*EXTRACTED DATA*:
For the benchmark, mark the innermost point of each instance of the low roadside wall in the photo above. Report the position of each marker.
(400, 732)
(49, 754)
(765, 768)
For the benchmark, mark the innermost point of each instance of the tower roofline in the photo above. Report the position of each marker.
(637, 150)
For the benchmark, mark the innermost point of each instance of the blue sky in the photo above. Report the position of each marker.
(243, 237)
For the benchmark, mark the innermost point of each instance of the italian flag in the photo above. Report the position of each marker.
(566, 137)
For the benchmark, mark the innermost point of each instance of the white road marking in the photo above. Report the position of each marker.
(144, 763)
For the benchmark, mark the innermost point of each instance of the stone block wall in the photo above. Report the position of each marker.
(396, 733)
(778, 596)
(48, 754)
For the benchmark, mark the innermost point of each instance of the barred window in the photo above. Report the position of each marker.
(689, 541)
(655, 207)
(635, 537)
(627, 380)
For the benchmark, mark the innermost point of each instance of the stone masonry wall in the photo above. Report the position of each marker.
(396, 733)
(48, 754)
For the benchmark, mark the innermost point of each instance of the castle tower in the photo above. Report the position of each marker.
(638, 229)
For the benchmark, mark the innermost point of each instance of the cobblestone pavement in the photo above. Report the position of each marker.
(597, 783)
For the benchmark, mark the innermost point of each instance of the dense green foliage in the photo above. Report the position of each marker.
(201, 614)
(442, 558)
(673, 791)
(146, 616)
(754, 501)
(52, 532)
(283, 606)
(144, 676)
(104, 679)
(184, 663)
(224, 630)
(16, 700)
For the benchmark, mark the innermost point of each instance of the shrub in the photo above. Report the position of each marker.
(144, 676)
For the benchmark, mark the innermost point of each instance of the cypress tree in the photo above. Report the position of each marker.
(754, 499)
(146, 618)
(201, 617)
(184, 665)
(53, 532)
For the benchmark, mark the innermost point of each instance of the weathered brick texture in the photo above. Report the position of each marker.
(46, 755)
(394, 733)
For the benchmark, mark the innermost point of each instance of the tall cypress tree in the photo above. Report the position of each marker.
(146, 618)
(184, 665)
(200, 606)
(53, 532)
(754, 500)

*WHAT YOU HAVE TO DO*: Reproduce all the entries above, changing every occurrence of "innermost point" to "central point" and leaving everything else untouched.

*REPLY*:
For the benchmark, mark the central point of each instance of the low roadside wall in the photo above. Report the position of each marker.
(400, 732)
(49, 754)
(765, 768)
For the benchmark, mark the central point of each instance of the tower roofline in the photo above. Report the position of each marker.
(637, 150)
For the benchmark, mark the central point of each instance of the blue sky in the photo above. Report the position of each marker.
(243, 237)
For the benchmark, mark the central point of each instance of the italian flag in the photo above. Report the position of each marker.
(566, 137)
For the benchmark, mark the central point of each instance of the white road marking in the photo above. Report the position of each marker.
(144, 763)
For the benchmark, mark the central point of each instance of the stone block wall in the photo above. Report the position of each marker.
(396, 733)
(778, 596)
(48, 754)
For the benchmark, mark the central point of each instance of the barred window in the photo above. Report the position of each marker.
(689, 541)
(655, 207)
(635, 537)
(627, 380)
For the benchmark, mark the central point of each instance of the stone masonry wall in the photo above. Report the position of each marker.
(396, 733)
(48, 754)
For the benchmark, mark the central point of each instance of the castle tower in the photo above. Report the position of each marker.
(638, 229)
For the benchmark, mark the central point of each instance of the cobblestone pavement in the photo above. Report the position of each marker.
(597, 783)
For the benchmark, mark the central point of each instance of the dense green foliage in the photo above. Report the position of each marker.
(201, 614)
(442, 558)
(673, 791)
(146, 616)
(754, 501)
(52, 532)
(283, 606)
(144, 676)
(104, 679)
(184, 663)
(224, 630)
(16, 700)
For the benchmark, mark the central point of each instance of the shrub in the photo above. Report the position of each marker.
(144, 676)
For the benchmark, mark the central point of each instance of the cypress tree in the photo above. Report the position of each marker.
(754, 499)
(146, 618)
(201, 617)
(184, 665)
(53, 532)
For the benchmark, mark the central point of each instance of the weathered brick texture in the photo above. Report the position of each marker.
(46, 755)
(394, 733)
For the benchmark, mark the central point of each instance of the tall cypress tree in the photo above. Report the position of each marker.
(146, 618)
(184, 665)
(200, 606)
(53, 532)
(754, 500)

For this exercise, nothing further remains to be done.